--- What the task asks ---
In the records below, find the line containing "of the yellow", then copy that line and all lines after it, exactly, omitting every picture.

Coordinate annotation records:

━━━━━━━━━━━━━━━━━━━━━━━━━━━━━━

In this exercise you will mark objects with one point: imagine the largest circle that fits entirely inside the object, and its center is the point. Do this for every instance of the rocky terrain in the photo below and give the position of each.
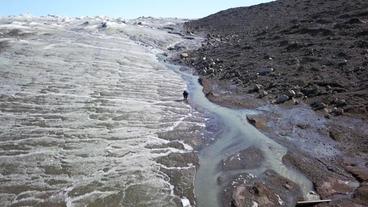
(310, 58)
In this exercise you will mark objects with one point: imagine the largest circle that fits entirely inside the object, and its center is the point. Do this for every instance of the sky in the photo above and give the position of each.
(121, 8)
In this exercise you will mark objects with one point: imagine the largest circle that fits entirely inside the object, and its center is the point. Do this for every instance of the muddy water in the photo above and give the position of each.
(236, 134)
(79, 103)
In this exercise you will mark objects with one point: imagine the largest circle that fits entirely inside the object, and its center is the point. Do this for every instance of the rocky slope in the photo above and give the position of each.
(314, 50)
(296, 52)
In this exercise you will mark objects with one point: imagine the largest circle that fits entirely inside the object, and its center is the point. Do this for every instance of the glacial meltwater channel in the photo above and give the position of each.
(237, 135)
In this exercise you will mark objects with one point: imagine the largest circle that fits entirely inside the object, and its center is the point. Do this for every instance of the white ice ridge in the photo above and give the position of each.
(80, 100)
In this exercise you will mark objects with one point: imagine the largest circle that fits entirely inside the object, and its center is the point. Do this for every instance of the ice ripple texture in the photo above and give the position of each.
(79, 104)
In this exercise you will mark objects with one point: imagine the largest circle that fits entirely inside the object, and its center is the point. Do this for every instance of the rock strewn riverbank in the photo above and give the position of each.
(312, 54)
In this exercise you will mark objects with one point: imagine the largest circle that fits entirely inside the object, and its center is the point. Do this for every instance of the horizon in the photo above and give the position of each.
(115, 8)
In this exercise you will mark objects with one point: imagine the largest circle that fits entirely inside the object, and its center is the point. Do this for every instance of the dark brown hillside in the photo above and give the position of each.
(290, 52)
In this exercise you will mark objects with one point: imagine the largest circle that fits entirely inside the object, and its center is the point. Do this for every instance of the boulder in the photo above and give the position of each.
(257, 120)
(282, 99)
(291, 93)
(265, 71)
(256, 88)
(184, 55)
(318, 105)
(362, 193)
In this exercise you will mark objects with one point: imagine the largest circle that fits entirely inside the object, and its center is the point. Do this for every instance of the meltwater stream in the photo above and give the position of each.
(237, 135)
(80, 101)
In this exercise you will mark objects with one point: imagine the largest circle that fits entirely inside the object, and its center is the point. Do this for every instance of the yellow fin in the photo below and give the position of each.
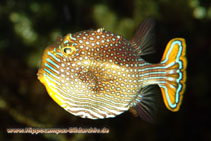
(175, 63)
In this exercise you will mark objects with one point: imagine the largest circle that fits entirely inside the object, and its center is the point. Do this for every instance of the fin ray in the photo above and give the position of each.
(175, 63)
(148, 105)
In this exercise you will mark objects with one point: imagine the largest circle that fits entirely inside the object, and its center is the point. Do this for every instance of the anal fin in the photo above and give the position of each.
(147, 103)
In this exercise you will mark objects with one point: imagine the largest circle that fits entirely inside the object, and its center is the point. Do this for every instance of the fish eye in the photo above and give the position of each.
(67, 50)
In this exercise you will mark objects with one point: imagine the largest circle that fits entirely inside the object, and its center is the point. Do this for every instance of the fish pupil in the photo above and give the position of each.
(67, 50)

━━━━━━━━━━━━━━━━━━━━━━━━━━━━━━

--- Response below ---
In this exercise you will mark objects with one point: imagine the largest circle that fits entirely inside the object, and its center is the point. Do this for every instance of the yellow fin in the photo below and give the position of each.
(175, 63)
In this exercise you will mark objects with one point: imagine the largest circle that fits entirely inside the object, and its center is the point. Do this for every instance of the fin ray in the photo above and give the position of each.
(175, 63)
(148, 105)
In this exercise you will mark objects with one point: imagine the largest circle that fits entirely inside the object, and its center is the point. Do this for every instance of the anal fin in the photo above and give the position of each.
(147, 103)
In this exercise you will mark objects with one point: imagine the largest circle that fits entirely inside the object, and its center is the point. Do this for every instance of the fish eye in the photo above and give the position of each.
(67, 50)
In this exercise you will mark objects with one point: imagine the largest circle that fits entirely inside the object, and its center is the point. Do this for every instance of the fish pupil in the photo above and give the position of each.
(67, 50)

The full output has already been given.